● **Task input**:

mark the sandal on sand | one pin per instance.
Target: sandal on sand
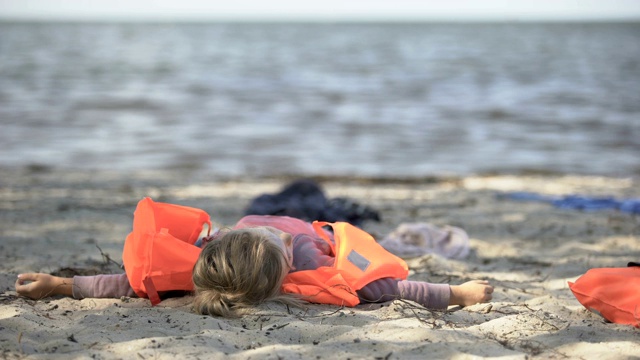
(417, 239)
==
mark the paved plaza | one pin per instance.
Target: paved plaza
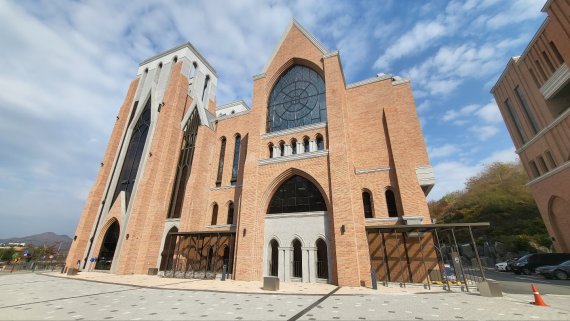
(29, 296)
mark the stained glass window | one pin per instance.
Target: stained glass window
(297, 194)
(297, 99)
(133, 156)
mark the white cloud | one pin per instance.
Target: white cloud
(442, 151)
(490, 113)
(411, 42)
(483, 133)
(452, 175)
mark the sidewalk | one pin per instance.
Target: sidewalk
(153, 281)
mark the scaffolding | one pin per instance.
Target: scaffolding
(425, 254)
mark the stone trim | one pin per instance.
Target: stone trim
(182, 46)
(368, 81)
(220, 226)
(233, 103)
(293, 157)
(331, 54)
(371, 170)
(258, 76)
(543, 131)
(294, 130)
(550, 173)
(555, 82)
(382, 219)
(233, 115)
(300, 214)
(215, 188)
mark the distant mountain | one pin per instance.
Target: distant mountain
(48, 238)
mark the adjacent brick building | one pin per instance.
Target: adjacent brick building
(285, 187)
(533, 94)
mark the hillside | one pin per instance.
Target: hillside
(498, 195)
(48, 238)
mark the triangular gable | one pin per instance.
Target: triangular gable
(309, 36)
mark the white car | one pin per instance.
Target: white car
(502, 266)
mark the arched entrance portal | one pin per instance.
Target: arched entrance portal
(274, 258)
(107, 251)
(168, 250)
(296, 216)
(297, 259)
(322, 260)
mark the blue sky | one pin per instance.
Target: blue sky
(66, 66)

● **Goal of the exercise**: Extract every line of the records above that contains the word "stone", matching case exactly.

● **Reply to the task**:
mark the stone trim | one pin per instance.
Target: stone trim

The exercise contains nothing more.